--- Exercise material ---

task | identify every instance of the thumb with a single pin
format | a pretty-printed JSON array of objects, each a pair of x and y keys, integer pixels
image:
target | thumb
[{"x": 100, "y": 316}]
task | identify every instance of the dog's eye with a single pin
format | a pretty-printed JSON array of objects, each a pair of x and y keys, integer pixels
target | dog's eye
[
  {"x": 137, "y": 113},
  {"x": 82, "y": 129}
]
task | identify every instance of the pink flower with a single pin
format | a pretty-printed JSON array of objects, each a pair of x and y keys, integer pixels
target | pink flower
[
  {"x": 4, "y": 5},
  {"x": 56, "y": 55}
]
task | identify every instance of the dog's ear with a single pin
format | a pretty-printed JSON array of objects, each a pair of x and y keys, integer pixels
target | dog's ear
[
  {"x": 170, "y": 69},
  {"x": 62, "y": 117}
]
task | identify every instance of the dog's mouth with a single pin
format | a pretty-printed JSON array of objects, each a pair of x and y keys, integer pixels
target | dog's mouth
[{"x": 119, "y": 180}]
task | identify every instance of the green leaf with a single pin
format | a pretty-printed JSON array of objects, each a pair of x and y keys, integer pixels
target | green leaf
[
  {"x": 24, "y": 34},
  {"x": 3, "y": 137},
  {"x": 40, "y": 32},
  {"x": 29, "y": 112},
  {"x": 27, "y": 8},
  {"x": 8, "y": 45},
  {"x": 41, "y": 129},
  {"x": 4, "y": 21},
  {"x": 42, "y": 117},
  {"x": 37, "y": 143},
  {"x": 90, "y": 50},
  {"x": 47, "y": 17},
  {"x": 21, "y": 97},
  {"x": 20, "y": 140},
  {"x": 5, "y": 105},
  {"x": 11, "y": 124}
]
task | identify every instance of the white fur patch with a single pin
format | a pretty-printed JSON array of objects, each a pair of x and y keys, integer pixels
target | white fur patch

---

Short task:
Rewrite all of the records above, swapping "dog's" for "puppy's" at every occurrence and leaving the rest untouched.

Response to this exercise:
task | identify every instance of the thumb with a single pin
format | a pretty-printed JSON array of objects, each a pair of x and y keys, integer pixels
image:
target | thumb
[{"x": 100, "y": 316}]
task | identify every instance of the puppy's eye with a single pin
format | a pretty-printed JSON array of objects, each a pair of x and y keys, integer pixels
target | puppy's eye
[
  {"x": 137, "y": 113},
  {"x": 82, "y": 129}
]
task | identify every instance of the pink flower with a single pin
format | a pretty-printed JSON array of objects, each a pair of x and y keys, integer pixels
target | pink flower
[
  {"x": 4, "y": 5},
  {"x": 56, "y": 55}
]
task | identify every instance of the puppy's ear with a single pin
format | a pretty-printed JSON array of objects, each a pair of x and y keys, integer pixels
target | puppy's ear
[
  {"x": 170, "y": 69},
  {"x": 62, "y": 117}
]
task | identify every instance of the puppy's mouth with a single pin
format | a pretty-printed JSON array of objects, each a pair of x and y keys, integer pixels
target | puppy's mouth
[{"x": 119, "y": 180}]
task | identify every instance of the green leaf with a single pin
format | a pretty-printed JSON array of objects, each a pair of x and y keys, integer pixels
target | green leaf
[
  {"x": 24, "y": 34},
  {"x": 3, "y": 137},
  {"x": 40, "y": 32},
  {"x": 29, "y": 112},
  {"x": 27, "y": 8},
  {"x": 8, "y": 45},
  {"x": 41, "y": 129},
  {"x": 4, "y": 21},
  {"x": 42, "y": 117},
  {"x": 37, "y": 143},
  {"x": 90, "y": 50},
  {"x": 47, "y": 17},
  {"x": 21, "y": 97},
  {"x": 20, "y": 140},
  {"x": 5, "y": 105},
  {"x": 11, "y": 124}
]
task | identify every instance of the white fur patch with a single pin
format | a pretty-printed JSON array of objects, each a pair of x and y keys, integer pixels
target | white fur patch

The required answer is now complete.